Items from a data source
-----

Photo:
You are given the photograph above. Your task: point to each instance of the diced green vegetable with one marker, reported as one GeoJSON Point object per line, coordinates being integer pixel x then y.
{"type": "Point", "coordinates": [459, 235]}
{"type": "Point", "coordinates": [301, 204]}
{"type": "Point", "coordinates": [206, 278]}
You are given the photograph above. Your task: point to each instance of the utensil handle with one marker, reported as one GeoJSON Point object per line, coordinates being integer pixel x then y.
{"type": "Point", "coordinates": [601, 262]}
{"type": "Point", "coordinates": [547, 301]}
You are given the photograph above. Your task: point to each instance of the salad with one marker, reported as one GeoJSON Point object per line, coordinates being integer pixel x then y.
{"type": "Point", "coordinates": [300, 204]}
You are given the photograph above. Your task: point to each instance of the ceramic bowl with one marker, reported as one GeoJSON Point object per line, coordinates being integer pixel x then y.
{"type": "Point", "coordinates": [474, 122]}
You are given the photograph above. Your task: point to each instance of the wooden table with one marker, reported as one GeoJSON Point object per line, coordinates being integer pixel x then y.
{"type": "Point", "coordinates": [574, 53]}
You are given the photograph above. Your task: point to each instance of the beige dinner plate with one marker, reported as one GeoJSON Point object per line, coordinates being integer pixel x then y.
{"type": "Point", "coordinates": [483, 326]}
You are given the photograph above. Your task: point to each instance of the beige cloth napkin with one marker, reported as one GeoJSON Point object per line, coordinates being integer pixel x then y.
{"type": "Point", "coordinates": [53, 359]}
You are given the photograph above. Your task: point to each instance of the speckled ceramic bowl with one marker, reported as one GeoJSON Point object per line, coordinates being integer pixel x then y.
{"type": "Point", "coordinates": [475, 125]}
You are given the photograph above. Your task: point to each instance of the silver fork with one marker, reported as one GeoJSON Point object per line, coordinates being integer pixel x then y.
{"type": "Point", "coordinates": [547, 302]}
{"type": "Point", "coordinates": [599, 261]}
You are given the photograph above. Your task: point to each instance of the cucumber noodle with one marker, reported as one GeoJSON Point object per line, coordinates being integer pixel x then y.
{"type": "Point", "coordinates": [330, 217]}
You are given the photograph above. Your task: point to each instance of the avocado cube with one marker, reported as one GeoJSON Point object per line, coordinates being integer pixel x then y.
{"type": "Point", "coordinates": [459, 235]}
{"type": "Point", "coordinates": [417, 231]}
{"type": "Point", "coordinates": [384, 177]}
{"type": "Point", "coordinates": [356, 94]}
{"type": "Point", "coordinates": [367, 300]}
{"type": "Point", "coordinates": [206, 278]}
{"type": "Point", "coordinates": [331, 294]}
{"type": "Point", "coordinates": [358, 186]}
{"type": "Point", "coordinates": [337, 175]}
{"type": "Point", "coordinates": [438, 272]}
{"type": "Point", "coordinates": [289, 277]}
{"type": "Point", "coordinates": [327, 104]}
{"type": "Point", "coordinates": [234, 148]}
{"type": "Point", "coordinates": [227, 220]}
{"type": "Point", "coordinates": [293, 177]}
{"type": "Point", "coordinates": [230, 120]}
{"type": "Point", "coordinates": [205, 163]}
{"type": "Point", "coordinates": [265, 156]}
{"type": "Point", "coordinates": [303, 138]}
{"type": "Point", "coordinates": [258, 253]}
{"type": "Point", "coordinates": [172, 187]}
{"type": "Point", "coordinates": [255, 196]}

-----

Assignment: Reproduce only those lines of the entries above that run from the line with "the beige cloth" to the final line.

Written answer:
You are given the photograph above. Your task: point to each instance of the beige cloth napkin with one marker, reported as one GeoJSON Point object per line, coordinates being integer pixel x then y.
{"type": "Point", "coordinates": [53, 359]}
You are given the photograph above. Your task: point to each instance of the speckled ceramic bowl with one marker, reported as one GeoJSON Point object per line, coordinates being integer pixel x then y.
{"type": "Point", "coordinates": [475, 125]}
You are given the photograph above. Your task: point to each instance of the silver fork with one marker, reported as one GeoJSON Point object per line, coordinates being integer pixel x then y.
{"type": "Point", "coordinates": [547, 302]}
{"type": "Point", "coordinates": [599, 261]}
You are given the photograph above. Your task: point to each instance of the cucumber noodle with one marker, reported as one GeoJSON Point object per line, coordinates being integer pixel x then y.
{"type": "Point", "coordinates": [330, 217]}
You are given the photograph above. Your task: point to each instance of the avocado cube with one marker, reported as one GeoJSON Point object per line, coordinates being integer pixel x then y.
{"type": "Point", "coordinates": [459, 235]}
{"type": "Point", "coordinates": [417, 231]}
{"type": "Point", "coordinates": [384, 177]}
{"type": "Point", "coordinates": [356, 94]}
{"type": "Point", "coordinates": [367, 300]}
{"type": "Point", "coordinates": [206, 278]}
{"type": "Point", "coordinates": [331, 294]}
{"type": "Point", "coordinates": [358, 186]}
{"type": "Point", "coordinates": [337, 175]}
{"type": "Point", "coordinates": [438, 272]}
{"type": "Point", "coordinates": [289, 277]}
{"type": "Point", "coordinates": [327, 104]}
{"type": "Point", "coordinates": [234, 148]}
{"type": "Point", "coordinates": [227, 220]}
{"type": "Point", "coordinates": [293, 177]}
{"type": "Point", "coordinates": [230, 120]}
{"type": "Point", "coordinates": [205, 163]}
{"type": "Point", "coordinates": [265, 156]}
{"type": "Point", "coordinates": [303, 138]}
{"type": "Point", "coordinates": [258, 253]}
{"type": "Point", "coordinates": [172, 187]}
{"type": "Point", "coordinates": [255, 196]}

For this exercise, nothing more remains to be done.